[Texto de leitura]:
Surge, pois, uma outra questão a ser trazida, sem, todavia, pretender esgotá-la, como a nenhuma outra aqui tocada, no caminho da reflexão que se percorre neste trabalho. A questão baseia-se na concepção de que é impossível compreender o sujeito, descolado do espaço-tempo a que está intrinsecamente vinculado e com o qual dialoga há todo momento da sua própria constituição como sujeito, seja qual for este espaço e este tempo. Assim, fica a pergunta sobre como ser possível primeiro compreender o sujeito como humano, como “ser”, se sua humanidade se constrói nas relações que estabelece com outros humanos, em um dado contexto.
Outro traço apresentado por Barbier é que a escuta sensível não é a projeção de nossas angústias ou de nossos desejos, mas a proposição de um trabalho sobre o eu-mesmo, “em função de nossa relação com a realidade, com o auxílio eventual de um terceiro ouvinte”(idem). Para o autor, esse terceiro ouvinte pode ser o psicanalista, psicoterapeuta, ou o sábio, no sentido oriental do termo.
No campo da educação, esse ouvinte é o professor, que realizará uma função mediadora. Nesse caso, Barbier (1997) dimensiona o educador como um “passeur”, como aquele que propicia o movimento em direção a um sentido a ser construído, ou ainda como um “articulador de finalidades”. A função do educador é, portanto, produzir a passagem de uma estrutura de conhecimento à outra.
A escuta sensível igualmente não se fixa sobre interpretação de fatos, ela procura compreender, por “empatia”, o sentido que existe em uma prática ou situação. Sendo assim, haveria uma suspensão de todo julgamento, que só poderia ser realizado num momento seguinte, em que houvesse o reconhecimento da confiança estável do indivíduo em relação ao terceiro ouvinte.
O caráter de totalidade complexa também é trazido pelo autor para construir a idéia de que a escuta sensível deve compreender que “alguém só é pessoa através da existência de um corpo, de uma imaginação, de uma razão e de uma afetividade, todos em interação permanente”(idem). Sendo assim, a audição, o tato, a gustação e o olfato se aplicam à escuta sensível. Por outro lado, as condições sócio-históricas não são apresentadas como intrínsecas à constituição desse ser humano. Não é possível pensar a criatividade, a imaginação, a razão e a afetividade humanas sem considerá-las no campo das relações sociais em que são construídas e se manifestam.
Nesse mesmo movimento, e ainda considerando a escuta como a escuta de um fala, de um discurso, de um enunciado, de uma narrativa cercada de multireferencialidade, como o próprio Barbier aponta, seu exercício requer a inferência do ouvinte sensível. O julgamento, a interpretação, a crítica, portanto, atravessam todo o processo, não sendo possível realizar, em nenhum momento, a sua suspensão absoluta.
Isso também não significa que o ouvinte deva encarnar uma autoridade inflexível a partir da qual passa a construir sua escuta. Compreende-se aqui como, no entendimento de Freire, que “no processo da fala e da escuta a disciplina do silêncio a ser assumido com rigor e a seu tempo pelos sujeitos que falam e que escutam é um “sine qua” da comunicação dialógica”(FREIRE, 2001, p. 131). Esse silêncio significa o momento da escuta em que se reconhece, e demonstra, que o que se realiza é a escuta a um sujeito, reconhecendo também a importância do silêncio no espaço de comunicação. Nesse momento, então, é preciso compreender a escuta como elemento indispensável ao que é central no processo pedagógico: o diálogo.

[Exercícios]:
(1) Segundo o texto sobre a escuta sensível, alguém só é pessoa pela existência de quais elementos? Liste todos.
(2) Por favor, continue o texto sobre a escuta sensível a partir da última frase apresentada.

(Dados de localização de pontos)
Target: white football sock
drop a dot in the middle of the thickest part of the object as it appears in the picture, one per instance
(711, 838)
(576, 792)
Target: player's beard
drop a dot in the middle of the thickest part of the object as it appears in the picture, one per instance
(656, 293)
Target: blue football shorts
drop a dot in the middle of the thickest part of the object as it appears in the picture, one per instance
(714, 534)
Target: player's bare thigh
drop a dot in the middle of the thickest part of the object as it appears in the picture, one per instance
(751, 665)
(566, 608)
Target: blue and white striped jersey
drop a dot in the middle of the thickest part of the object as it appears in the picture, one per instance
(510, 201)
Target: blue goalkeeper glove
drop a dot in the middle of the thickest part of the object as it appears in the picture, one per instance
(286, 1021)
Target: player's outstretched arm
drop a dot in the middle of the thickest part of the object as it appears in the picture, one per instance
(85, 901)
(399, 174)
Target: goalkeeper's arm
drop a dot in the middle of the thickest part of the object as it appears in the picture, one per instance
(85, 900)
...
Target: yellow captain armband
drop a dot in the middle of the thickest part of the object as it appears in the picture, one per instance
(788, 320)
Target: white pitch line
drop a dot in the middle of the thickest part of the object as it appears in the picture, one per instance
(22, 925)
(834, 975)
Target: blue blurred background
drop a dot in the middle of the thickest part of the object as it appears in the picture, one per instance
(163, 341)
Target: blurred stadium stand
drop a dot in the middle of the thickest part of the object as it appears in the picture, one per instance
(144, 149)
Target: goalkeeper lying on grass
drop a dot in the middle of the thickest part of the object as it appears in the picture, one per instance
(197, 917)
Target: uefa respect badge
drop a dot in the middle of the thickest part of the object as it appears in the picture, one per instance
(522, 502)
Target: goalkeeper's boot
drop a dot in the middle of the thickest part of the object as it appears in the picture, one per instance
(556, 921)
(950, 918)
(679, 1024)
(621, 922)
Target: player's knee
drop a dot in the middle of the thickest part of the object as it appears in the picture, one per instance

[Respostas]:
(1) Corpo, imaginação, razão e afetividade.

(2)
Barbier parece centrar o conceito de escuta sensível na idéia de uma presença mediativa. Compreende mediação como “plena consciência de se estar com aquilo que é, aqui e agora, no mínimo gesto, na mínima atividade quotidiana”(BARBIER, 2002, p.4). Insistirá, também, evocando Husserl, numa neutralidade da teoria, de conceitualização e de toda representação imaginária do mundo. Em sua concepção, a escuta sensível é importante na educação, entendendo que o “outro-que-escuta não tem de dizer “a verdade” nem de proclamar “é preciso”. Deve simplesmente escutar e responder adequadamente à demanda, freqüentemente implícita, do aluno, do professor, etc.”(CERQUEIRA, 2006, p.37).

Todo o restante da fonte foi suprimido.